--- DATASET EXTRACT Enclosed Below ---

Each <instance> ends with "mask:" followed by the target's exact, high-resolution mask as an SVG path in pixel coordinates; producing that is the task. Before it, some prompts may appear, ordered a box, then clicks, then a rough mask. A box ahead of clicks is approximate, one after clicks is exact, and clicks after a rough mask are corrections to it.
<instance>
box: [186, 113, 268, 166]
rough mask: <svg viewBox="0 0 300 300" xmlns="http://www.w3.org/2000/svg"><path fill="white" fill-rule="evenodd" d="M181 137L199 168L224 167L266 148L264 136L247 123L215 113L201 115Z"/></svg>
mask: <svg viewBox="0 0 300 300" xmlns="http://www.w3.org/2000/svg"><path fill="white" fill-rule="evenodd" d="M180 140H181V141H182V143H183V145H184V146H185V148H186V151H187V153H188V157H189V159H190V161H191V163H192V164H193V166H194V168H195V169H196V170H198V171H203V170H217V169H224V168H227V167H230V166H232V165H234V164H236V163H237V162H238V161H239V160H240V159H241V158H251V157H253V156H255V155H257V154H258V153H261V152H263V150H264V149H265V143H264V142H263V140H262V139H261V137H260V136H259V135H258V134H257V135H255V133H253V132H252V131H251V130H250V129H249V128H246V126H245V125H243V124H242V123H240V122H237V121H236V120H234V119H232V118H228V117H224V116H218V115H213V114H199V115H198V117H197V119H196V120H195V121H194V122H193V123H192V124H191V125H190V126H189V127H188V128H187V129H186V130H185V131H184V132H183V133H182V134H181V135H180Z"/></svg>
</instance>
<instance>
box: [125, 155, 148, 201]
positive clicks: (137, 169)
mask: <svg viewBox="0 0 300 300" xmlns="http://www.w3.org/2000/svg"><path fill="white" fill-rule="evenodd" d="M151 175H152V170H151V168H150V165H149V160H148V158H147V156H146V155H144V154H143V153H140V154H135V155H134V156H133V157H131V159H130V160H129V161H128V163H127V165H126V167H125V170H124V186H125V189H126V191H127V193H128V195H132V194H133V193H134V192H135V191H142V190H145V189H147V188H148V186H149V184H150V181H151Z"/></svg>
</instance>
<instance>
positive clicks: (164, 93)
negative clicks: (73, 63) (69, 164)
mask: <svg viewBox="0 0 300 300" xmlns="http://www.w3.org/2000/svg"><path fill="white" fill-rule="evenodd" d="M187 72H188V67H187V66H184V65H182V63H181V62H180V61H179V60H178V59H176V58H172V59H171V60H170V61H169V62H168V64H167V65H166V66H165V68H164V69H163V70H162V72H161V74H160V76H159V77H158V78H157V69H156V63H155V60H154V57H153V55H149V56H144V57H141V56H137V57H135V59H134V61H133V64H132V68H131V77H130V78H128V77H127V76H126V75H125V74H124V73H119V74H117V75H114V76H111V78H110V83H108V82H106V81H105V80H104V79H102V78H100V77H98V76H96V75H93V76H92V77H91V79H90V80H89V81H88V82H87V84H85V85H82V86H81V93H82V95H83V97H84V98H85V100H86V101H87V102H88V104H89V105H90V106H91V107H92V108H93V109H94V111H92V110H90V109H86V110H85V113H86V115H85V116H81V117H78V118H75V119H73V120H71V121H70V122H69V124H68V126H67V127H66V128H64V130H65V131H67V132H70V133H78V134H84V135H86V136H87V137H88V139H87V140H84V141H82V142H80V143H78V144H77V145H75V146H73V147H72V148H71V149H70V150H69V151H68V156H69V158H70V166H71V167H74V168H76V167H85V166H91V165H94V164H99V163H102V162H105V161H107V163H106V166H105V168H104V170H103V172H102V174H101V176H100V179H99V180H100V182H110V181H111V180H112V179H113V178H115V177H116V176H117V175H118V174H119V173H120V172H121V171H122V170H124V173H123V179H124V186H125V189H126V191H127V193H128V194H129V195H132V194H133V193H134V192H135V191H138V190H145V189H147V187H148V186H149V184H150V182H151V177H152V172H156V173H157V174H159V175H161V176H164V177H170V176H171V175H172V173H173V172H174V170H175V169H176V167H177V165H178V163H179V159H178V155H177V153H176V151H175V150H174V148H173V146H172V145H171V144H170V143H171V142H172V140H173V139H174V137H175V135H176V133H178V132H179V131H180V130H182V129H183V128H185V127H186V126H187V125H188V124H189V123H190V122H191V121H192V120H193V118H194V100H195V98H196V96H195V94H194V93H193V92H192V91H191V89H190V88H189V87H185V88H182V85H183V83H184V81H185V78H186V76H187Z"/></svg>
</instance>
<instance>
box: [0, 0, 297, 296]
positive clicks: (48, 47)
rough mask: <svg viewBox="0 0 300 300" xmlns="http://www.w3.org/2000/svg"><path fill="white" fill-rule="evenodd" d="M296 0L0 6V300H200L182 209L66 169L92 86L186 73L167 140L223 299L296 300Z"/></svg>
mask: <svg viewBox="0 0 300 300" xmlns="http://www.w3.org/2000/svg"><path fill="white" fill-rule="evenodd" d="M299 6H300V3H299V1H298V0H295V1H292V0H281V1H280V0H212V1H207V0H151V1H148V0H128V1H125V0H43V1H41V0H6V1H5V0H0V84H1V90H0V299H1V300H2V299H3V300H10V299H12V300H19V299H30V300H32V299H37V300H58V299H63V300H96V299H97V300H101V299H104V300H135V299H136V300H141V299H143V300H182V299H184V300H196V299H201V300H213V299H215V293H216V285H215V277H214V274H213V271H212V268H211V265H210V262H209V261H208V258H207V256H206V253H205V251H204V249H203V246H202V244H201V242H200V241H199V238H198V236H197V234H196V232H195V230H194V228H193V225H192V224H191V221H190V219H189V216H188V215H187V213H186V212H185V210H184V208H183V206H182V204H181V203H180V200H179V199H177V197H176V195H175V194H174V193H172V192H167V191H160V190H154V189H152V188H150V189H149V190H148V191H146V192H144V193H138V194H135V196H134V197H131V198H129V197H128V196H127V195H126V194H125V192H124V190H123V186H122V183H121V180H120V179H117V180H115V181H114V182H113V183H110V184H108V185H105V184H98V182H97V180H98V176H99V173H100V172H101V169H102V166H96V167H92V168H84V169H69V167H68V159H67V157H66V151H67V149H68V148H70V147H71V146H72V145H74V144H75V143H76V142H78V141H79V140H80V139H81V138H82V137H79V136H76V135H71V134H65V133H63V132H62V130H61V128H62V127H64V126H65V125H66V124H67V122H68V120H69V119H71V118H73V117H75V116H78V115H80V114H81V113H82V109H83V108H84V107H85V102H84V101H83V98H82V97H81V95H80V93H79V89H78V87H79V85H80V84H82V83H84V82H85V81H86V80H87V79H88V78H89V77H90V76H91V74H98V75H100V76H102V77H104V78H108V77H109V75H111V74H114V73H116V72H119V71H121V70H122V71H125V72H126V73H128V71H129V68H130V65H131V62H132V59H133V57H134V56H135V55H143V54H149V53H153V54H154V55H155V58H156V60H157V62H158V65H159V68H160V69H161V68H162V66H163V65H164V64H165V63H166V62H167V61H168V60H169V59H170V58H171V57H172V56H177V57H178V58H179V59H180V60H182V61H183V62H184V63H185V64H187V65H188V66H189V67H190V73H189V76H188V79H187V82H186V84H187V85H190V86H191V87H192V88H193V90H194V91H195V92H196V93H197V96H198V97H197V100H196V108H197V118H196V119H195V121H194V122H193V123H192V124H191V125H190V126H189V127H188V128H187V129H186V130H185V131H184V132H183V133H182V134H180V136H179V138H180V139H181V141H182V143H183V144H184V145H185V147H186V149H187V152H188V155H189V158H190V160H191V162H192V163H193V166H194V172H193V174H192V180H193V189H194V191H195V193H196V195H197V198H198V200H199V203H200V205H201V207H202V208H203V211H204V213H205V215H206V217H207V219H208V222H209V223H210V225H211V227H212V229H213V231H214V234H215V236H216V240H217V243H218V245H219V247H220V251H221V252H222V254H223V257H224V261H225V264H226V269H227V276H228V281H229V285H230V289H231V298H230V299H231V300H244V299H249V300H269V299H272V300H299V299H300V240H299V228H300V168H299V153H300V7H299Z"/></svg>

--- End of Enclosed DATASET EXTRACT ---

_WHAT TO PRODUCE:_
Recast the items as a Markdown table with the columns Row and Line, starting at the first line and ending at the line that contains "box: [186, 113, 268, 166]". Omit blank lines.

_WRITTEN SOLUTION:_
| Row | Line |
|---|---|
| 1 | Each <instance> ends with "mask:" followed by the target's exact, high-resolution mask as an SVG path in pixel coordinates; producing that is the task. Before it, some prompts may appear, ordered a box, then clicks, then a rough mask. A box ahead of clicks is approximate, one after clicks is exact, and clicks after a rough mask are corrections to it. |
| 2 | <instance> |
| 3 | box: [186, 113, 268, 166] |